- Exercise description:
Offset every pixel coordinate in the answers by -143 and write the lines out again, starting at the first line of the records and stopping after the line that contains "261 0 418 278". Keep the requests and their sample coordinates unchanged, and leave out the pictures.
↓
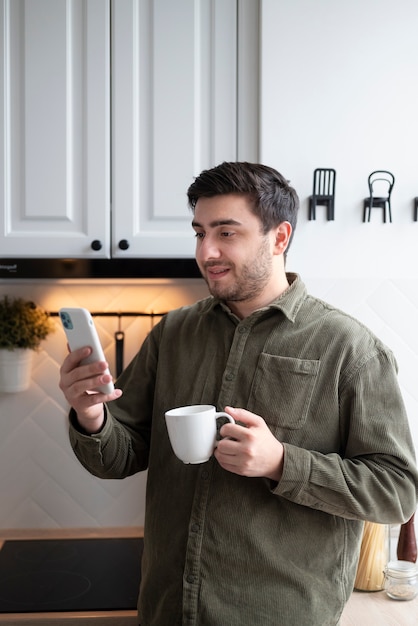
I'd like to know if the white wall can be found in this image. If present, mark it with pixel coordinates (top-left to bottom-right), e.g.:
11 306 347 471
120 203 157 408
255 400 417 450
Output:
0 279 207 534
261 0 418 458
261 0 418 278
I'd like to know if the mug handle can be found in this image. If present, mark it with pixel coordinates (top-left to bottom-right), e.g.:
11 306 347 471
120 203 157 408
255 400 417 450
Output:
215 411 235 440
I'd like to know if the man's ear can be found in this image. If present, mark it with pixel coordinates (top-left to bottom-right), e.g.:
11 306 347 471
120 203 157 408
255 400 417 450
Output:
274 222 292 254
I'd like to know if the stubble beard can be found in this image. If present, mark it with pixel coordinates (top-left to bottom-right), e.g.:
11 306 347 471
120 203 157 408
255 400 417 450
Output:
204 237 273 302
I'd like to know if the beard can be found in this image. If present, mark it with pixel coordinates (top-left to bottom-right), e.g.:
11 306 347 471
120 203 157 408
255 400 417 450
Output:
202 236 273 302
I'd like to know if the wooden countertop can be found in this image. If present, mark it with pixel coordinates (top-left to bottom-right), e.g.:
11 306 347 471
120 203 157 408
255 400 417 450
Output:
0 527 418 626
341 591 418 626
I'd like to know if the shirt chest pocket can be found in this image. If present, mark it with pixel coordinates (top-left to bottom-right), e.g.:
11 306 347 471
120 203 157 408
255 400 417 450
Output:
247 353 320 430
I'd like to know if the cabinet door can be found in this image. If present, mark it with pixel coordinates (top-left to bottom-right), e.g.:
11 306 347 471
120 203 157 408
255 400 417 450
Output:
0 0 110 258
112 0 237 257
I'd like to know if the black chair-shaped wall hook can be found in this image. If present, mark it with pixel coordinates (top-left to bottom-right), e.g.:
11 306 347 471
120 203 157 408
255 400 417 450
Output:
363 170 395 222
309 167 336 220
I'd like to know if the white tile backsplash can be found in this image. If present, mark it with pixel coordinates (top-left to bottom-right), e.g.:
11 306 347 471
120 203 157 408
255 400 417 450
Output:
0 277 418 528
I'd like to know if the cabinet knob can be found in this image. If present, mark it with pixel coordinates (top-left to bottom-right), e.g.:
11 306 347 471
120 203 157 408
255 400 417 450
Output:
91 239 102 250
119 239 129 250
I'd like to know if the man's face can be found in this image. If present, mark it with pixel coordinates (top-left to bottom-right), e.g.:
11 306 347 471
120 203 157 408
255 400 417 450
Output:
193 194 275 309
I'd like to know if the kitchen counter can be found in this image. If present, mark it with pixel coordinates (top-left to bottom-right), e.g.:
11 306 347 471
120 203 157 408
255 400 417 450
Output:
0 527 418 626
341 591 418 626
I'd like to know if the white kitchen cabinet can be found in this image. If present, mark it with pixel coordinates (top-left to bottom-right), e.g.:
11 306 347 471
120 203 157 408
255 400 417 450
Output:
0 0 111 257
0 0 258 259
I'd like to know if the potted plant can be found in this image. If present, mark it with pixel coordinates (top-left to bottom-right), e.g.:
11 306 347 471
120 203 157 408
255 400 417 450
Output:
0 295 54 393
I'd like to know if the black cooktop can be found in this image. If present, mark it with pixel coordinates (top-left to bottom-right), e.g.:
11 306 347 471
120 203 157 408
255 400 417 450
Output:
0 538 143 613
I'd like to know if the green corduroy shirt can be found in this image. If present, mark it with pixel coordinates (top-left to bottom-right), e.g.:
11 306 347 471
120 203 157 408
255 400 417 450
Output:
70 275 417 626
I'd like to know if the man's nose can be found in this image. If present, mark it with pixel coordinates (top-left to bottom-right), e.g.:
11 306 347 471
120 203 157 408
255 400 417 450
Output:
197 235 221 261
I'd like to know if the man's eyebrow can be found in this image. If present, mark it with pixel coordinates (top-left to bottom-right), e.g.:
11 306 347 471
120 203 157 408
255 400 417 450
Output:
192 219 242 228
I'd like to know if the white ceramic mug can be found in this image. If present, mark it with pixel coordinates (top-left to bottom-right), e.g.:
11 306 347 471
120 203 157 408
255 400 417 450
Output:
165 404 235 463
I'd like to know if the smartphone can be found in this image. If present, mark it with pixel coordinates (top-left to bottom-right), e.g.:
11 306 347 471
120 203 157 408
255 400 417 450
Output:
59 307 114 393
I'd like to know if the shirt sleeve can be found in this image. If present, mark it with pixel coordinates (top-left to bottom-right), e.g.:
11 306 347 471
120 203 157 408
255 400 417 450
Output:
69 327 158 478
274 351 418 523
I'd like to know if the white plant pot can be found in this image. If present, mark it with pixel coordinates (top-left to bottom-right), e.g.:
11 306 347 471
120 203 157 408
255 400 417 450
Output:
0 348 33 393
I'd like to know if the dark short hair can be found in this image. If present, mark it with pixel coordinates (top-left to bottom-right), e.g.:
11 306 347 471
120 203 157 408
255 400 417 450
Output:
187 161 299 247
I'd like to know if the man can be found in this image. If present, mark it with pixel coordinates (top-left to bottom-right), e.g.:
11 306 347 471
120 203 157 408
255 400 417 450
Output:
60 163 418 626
↑
- Correct output:
I'd like to know if the white wall can be found in this image. If present, mark it with pixel coordinates (top-left to bottom-right), e.g.:
11 306 347 471
120 203 157 408
255 400 417 450
Output:
-143 136 64 391
118 -143 275 315
118 -143 275 135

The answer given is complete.